=== Quoted text ===

>> Start

We have abided by the old adage that the just will triumph in the end and had hoped American public opinion would relieve the Japanese in America of the unfair treatment they were receiving. But that hope is now gone and it is most grievous that the American legislators have found it fit to trample on the armour propre of the Japanese race, especially as there is nothing of pressing necessity on America’s part to justify the solution taken.
In addition to these overt statements of disdain, articles like “Are America’s ‘Young Folks’ Going to the Dogs?” were released, demeaning the moral “decline” of American culture. Overall, the Japanese public opinion was very anti-American, but Japanese government officials still played the part of a humble ally in order to maintain the façade of peaceful relations.

>> End

=== Material provided ===
>> Start

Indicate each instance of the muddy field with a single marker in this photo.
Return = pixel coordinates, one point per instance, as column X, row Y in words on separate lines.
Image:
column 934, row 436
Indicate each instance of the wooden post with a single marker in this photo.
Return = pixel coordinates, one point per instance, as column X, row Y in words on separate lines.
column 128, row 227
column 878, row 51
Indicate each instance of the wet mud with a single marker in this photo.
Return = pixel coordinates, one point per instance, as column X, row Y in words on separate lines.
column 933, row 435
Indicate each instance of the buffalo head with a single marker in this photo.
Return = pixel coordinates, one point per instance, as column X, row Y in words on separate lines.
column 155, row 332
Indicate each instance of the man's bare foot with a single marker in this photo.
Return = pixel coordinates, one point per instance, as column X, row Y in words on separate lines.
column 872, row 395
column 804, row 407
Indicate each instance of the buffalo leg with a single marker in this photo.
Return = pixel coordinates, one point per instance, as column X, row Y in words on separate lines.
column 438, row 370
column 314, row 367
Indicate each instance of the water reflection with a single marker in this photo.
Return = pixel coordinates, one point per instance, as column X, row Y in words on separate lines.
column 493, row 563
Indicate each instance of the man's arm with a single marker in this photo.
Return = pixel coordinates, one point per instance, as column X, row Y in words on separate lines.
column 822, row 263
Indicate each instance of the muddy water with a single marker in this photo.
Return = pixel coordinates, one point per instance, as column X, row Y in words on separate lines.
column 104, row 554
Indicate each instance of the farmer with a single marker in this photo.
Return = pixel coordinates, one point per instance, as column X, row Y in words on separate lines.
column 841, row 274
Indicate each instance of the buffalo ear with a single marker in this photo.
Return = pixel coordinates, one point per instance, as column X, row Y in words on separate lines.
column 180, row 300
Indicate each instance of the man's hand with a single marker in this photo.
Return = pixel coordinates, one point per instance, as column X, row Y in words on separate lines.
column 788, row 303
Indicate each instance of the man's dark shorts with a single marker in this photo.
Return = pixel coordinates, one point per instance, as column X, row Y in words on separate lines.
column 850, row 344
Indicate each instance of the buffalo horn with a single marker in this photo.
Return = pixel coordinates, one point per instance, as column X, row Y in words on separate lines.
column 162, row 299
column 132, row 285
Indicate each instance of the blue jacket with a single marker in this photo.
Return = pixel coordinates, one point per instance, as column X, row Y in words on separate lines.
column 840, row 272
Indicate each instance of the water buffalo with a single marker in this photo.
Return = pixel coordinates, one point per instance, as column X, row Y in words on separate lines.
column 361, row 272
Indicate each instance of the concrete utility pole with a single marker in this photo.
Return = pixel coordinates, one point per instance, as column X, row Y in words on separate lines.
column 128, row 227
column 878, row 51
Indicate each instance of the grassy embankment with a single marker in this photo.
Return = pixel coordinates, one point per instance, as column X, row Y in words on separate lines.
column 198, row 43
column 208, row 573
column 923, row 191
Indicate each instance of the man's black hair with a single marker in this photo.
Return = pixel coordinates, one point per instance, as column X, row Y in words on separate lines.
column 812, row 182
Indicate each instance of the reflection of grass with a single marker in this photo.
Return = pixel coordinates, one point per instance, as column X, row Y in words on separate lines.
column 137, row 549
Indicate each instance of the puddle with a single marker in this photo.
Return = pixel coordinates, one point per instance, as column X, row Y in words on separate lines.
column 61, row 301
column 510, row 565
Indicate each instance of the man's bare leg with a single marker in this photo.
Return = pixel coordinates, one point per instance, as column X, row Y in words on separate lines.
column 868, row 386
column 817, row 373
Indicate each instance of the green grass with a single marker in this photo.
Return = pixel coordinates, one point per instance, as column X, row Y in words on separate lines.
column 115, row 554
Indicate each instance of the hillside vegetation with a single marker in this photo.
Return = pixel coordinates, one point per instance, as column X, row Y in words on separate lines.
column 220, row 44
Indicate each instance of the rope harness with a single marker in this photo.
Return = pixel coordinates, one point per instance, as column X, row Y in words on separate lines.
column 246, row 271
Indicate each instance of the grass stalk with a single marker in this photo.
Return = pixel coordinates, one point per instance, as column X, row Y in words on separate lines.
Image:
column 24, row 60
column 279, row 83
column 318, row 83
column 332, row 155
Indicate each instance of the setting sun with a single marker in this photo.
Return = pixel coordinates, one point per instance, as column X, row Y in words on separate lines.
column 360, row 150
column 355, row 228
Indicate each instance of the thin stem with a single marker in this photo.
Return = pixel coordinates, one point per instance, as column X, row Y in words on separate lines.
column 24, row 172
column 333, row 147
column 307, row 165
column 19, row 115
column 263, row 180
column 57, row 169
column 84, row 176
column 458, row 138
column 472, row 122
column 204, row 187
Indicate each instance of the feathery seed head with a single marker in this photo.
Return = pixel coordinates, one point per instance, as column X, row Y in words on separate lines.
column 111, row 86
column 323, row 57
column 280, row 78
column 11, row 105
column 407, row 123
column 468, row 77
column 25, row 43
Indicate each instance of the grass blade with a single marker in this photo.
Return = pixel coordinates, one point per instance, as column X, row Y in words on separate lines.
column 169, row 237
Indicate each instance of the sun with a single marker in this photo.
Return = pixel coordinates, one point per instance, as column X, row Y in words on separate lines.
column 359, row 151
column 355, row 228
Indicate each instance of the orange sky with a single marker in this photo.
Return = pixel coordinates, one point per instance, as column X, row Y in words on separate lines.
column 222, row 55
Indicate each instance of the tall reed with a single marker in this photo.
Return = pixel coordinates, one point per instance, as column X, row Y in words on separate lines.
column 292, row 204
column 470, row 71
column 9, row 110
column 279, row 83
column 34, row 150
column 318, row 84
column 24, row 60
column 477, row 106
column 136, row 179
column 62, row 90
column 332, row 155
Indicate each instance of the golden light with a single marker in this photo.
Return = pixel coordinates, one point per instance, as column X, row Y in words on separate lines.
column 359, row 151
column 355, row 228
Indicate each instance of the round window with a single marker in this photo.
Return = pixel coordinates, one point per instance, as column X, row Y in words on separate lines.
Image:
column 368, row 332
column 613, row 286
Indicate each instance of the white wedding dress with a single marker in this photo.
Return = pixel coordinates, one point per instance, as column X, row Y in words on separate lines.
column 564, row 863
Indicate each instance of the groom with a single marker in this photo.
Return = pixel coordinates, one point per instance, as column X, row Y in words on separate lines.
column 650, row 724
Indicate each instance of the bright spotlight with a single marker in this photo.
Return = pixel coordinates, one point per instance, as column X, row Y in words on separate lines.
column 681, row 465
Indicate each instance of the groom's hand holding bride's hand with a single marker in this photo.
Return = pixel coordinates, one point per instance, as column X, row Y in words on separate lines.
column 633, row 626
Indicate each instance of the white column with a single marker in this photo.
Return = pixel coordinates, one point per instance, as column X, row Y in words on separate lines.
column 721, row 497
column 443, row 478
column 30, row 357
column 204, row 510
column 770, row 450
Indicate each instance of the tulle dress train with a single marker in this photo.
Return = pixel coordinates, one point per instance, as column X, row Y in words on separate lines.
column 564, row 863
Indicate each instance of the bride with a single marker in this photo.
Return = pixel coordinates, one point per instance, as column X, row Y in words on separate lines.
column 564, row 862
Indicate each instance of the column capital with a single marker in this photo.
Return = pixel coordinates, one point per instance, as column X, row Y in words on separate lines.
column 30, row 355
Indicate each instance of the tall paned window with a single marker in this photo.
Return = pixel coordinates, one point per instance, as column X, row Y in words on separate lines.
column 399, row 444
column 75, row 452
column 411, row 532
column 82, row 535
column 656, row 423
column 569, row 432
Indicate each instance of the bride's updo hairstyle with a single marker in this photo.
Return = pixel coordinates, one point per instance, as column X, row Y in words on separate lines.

>> End

=== Task ===
Can you write the next part of the passage on Japanese opinion of America, picking up after its final sentence? The material stands on its own, apart from the passage on Japanese opinion of America.

=== Exercise output ===
The irony of the situation is that the Japanese who spoke out for their country had a very self-determinist attitude, which was essential to Wilsonianism. They also vied for the openness between the U.S. and Japan that they were being denied. After World War I, Pan-Asianist thinker Ôkawa Shûmei discouraged Japan from joining the League of Nations, arguing that “the league was simply a neocolonial institution benefiting Anglo-American strategic and economic interests and affirming white supremacy in the world.” He did not deny the value of the League, saying that it would be “a real blessing to humanity, in that it will do much to prevent future wars,” but reminded Japanese to be skeptical of powerful nations working toward “white domination.” Though Japanese had an anti-American outlook, they adopted the values that America stood for: equality, independence, and national strength.
Newspaper articles surrounding immigration in the 1910’s and -20’s, both in the United States and Japan, approached the issue of Japanese immigration with rhetoric that could be accusatory, misconstrued, and littered with ethnocentrism. Although editorials are a matter of public opinion, popular dialogue surrounding the issue of Japanese immigration was important to government officials by the early 1920’s, so much so that international correspondence was requested outside the United States.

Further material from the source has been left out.